WORK TASK
Go line by line through the data below and count those that hold "toilet". Return only the number.

INPUT RECORDS
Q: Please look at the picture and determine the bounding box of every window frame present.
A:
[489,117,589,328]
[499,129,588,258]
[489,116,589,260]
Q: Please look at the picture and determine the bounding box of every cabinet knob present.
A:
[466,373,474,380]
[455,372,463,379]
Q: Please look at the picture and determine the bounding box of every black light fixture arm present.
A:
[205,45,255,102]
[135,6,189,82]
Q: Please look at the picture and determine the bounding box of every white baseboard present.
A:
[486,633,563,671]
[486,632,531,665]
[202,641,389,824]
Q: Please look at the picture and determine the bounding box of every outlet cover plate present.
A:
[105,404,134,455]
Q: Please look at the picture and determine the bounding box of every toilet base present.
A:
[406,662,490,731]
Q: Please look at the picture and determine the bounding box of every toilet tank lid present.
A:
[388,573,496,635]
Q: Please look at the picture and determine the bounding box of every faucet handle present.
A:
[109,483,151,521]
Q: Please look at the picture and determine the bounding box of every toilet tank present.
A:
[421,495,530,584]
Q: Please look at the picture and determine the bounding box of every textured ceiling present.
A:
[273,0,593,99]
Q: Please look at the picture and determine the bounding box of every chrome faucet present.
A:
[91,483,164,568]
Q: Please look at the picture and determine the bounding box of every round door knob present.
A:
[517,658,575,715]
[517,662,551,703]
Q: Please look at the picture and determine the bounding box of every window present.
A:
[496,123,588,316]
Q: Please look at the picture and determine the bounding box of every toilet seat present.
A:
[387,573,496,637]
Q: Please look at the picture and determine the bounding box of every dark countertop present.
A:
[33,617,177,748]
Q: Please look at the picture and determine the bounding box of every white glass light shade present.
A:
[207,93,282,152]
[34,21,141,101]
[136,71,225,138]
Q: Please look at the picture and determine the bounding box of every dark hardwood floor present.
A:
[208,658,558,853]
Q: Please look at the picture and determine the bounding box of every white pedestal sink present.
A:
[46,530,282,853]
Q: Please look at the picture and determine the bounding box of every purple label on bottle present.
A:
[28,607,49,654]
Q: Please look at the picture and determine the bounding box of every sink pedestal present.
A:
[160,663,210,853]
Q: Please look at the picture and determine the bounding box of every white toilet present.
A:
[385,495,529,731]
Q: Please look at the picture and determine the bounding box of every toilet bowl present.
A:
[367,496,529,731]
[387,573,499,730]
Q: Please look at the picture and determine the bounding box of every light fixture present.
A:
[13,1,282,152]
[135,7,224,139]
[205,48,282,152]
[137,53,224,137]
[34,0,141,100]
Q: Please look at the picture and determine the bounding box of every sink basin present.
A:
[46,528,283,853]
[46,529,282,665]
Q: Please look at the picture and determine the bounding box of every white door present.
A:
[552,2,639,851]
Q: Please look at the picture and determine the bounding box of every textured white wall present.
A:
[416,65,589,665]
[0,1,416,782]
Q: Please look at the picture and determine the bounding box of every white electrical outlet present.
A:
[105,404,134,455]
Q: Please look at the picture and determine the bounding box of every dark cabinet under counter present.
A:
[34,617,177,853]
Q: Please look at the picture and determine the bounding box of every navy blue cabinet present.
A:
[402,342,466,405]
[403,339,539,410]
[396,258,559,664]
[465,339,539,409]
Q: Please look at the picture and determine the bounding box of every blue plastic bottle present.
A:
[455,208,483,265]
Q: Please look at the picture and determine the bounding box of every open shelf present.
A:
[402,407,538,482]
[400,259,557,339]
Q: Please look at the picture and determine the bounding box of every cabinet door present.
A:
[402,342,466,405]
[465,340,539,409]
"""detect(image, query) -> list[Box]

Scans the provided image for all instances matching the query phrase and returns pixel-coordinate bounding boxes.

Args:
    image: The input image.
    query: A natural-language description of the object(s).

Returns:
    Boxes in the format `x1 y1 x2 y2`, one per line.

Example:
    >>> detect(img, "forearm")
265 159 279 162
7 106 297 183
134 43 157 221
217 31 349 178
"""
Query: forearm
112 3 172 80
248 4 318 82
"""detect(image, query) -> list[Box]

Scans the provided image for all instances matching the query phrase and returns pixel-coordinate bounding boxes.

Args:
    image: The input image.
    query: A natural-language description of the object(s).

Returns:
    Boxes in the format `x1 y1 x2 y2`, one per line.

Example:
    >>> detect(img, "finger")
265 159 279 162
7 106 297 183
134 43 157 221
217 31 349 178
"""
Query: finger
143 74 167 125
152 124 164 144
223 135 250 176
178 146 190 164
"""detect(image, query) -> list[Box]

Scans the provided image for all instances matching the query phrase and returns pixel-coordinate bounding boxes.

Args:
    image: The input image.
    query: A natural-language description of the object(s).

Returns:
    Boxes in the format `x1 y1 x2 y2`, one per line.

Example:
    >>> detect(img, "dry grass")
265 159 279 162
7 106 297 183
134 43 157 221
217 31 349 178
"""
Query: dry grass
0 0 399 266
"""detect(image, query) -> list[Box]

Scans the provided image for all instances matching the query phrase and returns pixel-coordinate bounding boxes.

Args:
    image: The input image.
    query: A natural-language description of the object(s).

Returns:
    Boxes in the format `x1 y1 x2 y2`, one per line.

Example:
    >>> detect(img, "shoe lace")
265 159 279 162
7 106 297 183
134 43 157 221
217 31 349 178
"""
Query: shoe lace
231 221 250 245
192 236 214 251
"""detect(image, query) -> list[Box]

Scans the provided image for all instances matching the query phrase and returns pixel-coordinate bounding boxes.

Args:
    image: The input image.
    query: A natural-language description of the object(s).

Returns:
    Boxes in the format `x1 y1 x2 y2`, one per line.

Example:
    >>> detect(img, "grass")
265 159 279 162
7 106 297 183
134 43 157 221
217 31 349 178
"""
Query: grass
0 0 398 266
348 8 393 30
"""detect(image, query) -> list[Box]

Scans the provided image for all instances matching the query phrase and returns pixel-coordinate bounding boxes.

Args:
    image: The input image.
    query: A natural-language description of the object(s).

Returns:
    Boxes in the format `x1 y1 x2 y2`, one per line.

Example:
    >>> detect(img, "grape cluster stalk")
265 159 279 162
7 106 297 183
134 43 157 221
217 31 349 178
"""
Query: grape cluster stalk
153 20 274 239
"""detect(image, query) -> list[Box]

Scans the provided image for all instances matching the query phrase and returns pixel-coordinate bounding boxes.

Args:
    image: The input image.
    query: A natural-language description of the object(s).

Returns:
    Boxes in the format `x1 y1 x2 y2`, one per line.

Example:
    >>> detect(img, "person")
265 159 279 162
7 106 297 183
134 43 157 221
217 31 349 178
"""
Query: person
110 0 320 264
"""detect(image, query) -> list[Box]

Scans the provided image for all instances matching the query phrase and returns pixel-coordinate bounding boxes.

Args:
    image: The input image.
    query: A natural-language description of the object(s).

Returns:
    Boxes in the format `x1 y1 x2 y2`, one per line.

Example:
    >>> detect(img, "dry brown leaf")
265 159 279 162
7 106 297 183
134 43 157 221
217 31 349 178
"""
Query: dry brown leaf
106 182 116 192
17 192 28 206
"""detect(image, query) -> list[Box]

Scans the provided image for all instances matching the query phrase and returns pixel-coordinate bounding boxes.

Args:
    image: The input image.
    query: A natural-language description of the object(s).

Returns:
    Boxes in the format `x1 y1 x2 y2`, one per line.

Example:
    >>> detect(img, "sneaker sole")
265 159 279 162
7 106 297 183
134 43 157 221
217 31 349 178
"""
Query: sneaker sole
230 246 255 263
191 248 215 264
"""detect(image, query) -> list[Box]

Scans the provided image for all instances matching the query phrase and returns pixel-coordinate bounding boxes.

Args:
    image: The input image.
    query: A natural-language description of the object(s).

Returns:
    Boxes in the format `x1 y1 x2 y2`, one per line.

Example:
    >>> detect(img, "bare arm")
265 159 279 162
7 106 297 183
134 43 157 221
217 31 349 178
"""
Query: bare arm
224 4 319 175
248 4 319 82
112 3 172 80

WRITTEN REPLY
6